━━━ MATERIAL PROVIDED

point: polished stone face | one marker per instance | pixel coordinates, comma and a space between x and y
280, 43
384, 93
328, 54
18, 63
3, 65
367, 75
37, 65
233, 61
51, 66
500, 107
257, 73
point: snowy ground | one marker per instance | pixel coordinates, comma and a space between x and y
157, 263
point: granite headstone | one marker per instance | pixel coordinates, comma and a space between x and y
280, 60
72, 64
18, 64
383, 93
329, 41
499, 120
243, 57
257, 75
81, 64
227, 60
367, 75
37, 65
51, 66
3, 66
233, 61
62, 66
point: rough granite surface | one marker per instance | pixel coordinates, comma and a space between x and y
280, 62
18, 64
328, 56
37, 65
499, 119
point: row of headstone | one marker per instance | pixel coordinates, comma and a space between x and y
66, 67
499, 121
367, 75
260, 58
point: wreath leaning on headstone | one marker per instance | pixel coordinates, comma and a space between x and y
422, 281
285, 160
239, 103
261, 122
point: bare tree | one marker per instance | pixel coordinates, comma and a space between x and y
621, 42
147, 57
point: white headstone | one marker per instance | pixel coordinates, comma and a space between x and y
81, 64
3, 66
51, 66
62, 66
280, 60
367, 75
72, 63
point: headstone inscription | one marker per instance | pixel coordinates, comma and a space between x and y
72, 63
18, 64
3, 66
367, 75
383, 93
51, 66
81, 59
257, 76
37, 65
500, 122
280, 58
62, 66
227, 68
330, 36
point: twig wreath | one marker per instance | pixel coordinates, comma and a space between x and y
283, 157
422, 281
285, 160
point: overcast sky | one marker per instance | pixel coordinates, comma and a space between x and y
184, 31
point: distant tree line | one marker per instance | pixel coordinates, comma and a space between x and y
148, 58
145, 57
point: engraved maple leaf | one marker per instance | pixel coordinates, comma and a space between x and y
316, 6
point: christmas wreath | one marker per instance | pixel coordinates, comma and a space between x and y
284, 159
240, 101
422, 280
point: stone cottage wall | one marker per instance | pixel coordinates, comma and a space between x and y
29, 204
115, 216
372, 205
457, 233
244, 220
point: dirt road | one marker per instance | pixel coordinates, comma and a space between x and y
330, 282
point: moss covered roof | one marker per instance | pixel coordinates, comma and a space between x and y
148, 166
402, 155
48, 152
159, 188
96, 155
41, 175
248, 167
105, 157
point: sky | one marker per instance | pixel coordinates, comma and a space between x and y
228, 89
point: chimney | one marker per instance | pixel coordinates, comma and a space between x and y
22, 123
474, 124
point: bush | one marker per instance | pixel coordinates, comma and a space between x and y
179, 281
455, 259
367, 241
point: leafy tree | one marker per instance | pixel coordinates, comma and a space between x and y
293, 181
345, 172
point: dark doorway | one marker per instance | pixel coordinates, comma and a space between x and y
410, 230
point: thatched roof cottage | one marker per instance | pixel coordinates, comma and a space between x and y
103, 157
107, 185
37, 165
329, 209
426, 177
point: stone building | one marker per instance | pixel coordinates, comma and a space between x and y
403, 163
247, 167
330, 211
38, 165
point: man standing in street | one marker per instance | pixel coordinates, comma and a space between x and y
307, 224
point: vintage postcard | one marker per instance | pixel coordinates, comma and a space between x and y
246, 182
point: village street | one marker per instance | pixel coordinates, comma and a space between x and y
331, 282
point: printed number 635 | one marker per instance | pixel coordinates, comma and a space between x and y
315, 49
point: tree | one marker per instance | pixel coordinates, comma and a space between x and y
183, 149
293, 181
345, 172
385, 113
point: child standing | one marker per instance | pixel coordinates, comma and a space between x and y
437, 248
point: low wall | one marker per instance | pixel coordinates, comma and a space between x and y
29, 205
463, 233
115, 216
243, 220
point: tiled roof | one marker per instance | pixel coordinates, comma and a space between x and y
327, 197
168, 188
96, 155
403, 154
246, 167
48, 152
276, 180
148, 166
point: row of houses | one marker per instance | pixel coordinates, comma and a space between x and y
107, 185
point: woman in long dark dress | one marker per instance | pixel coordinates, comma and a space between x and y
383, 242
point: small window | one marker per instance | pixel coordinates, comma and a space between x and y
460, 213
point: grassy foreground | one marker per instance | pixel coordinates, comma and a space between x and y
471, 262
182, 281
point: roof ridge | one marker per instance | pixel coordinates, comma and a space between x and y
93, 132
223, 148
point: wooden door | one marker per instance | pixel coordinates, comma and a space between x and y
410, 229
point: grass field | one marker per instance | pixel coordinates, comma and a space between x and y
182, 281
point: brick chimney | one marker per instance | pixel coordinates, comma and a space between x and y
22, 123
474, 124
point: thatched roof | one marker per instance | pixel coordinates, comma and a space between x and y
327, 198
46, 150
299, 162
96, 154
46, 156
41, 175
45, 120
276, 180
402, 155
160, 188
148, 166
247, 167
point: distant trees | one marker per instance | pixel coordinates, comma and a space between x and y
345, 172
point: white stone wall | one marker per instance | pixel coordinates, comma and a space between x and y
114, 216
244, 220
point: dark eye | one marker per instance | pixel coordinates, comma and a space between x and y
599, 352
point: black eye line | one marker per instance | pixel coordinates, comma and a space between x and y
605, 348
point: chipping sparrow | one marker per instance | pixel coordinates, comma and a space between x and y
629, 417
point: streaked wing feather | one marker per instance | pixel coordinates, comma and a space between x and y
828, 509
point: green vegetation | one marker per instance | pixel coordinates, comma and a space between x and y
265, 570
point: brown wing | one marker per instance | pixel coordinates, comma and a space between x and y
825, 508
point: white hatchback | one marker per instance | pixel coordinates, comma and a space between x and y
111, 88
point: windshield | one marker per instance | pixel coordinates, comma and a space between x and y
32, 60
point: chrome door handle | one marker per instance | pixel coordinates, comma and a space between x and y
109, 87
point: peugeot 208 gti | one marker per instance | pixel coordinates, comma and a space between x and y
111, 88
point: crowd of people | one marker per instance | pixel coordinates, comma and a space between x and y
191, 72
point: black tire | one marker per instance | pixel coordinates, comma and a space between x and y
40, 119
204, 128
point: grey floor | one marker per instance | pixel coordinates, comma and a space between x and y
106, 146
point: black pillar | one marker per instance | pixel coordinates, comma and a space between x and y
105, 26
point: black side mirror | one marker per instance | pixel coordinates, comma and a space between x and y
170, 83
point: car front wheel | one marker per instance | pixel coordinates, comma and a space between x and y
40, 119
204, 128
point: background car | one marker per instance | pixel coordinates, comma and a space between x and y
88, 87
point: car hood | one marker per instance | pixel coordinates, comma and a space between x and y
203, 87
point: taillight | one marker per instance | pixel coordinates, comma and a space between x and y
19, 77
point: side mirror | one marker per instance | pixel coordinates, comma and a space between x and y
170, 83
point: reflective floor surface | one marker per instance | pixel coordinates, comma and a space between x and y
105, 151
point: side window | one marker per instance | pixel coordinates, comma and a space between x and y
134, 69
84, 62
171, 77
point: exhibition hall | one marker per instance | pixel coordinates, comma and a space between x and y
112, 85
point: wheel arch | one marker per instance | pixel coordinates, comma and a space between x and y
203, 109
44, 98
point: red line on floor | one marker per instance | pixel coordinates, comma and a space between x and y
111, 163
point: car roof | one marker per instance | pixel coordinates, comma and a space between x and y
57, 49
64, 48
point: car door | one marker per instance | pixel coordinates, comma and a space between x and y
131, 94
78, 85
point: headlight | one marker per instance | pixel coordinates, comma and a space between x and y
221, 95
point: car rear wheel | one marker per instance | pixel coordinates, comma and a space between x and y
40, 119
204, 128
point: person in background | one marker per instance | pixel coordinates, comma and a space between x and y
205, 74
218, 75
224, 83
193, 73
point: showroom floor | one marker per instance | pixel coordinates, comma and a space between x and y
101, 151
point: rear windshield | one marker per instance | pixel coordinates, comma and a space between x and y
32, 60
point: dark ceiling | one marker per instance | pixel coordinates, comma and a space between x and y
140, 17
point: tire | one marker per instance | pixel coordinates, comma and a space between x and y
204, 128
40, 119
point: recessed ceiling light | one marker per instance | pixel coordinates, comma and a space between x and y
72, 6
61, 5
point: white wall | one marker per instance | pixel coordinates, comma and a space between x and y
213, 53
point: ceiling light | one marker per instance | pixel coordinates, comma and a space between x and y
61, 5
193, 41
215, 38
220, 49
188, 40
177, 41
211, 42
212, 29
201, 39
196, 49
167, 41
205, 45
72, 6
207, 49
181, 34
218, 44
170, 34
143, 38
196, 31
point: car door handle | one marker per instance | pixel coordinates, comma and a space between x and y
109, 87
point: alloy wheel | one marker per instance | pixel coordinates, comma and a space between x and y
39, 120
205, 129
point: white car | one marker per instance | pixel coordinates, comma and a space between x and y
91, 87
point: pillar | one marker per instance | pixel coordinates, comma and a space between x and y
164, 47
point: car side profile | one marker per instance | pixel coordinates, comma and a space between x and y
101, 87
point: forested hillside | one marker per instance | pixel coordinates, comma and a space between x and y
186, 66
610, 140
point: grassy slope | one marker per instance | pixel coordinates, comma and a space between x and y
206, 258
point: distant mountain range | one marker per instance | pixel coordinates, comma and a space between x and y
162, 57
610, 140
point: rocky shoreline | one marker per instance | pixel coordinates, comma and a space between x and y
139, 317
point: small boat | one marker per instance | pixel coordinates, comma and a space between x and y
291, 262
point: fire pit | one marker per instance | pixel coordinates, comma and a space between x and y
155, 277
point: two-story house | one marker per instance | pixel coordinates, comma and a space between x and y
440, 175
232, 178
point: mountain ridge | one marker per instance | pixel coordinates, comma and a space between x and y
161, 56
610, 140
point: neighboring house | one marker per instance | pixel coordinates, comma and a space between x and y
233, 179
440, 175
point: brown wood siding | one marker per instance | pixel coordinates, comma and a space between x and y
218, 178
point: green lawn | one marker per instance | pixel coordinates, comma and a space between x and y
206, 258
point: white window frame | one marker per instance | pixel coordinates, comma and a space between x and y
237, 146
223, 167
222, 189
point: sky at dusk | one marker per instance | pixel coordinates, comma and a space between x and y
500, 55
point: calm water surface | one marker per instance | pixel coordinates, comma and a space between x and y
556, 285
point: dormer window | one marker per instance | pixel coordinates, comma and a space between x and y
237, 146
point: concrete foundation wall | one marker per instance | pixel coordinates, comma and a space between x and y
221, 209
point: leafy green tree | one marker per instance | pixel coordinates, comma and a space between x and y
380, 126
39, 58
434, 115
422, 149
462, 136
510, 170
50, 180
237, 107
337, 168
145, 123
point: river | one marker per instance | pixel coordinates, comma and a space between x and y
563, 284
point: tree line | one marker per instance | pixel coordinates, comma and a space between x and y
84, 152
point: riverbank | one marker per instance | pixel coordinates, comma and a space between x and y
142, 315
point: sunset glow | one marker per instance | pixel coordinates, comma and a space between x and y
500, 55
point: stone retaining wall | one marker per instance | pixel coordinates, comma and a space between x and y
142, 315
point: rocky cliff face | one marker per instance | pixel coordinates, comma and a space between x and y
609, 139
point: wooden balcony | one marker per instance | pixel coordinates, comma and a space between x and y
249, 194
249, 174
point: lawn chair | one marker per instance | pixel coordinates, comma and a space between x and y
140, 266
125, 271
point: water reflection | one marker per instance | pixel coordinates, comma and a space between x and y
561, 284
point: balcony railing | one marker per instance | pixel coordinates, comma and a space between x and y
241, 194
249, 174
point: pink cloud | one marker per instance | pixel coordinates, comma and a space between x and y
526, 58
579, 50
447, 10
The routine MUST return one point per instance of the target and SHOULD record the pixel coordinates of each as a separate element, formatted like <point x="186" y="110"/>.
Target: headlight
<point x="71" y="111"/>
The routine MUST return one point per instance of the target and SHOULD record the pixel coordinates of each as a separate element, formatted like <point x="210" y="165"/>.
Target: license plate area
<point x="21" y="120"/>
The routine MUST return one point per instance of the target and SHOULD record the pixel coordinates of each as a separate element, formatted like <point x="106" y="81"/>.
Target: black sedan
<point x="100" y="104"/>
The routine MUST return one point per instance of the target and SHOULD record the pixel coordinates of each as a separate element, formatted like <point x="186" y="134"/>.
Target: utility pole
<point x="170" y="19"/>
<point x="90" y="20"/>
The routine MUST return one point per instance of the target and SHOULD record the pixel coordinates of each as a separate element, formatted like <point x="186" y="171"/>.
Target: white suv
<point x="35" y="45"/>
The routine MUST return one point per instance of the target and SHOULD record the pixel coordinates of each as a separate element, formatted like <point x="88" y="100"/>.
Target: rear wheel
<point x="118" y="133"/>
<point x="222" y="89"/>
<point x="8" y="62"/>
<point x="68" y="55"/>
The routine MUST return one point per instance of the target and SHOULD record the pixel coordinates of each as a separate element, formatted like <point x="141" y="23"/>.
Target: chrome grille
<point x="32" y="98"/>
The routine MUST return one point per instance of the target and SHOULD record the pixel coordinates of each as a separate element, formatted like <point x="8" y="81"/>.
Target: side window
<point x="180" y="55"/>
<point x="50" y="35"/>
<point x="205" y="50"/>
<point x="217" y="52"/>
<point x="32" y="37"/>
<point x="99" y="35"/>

━━━━━━

Locate every line in the entries above that contains the string "wall", and copy each of those lines. The match is case-sensitive.

◆ **PROBLEM SOLUTION**
point: stone cottage wall | one marker per instance | pixel coordinates, comma and a space between x and y
point: low wall | one marker per instance | pixel coordinates, comma and a space between x and y
point: white stone wall | one marker per instance | pixel coordinates, comma and a space between x and y
point: white wall | one marker per instance | pixel coordinates, comma and a space between x and y
point: concrete foundation wall | one marker per instance | pixel coordinates, comma and a space between x and y
point: stone retaining wall | one marker per instance | pixel coordinates, comma and a space between x and y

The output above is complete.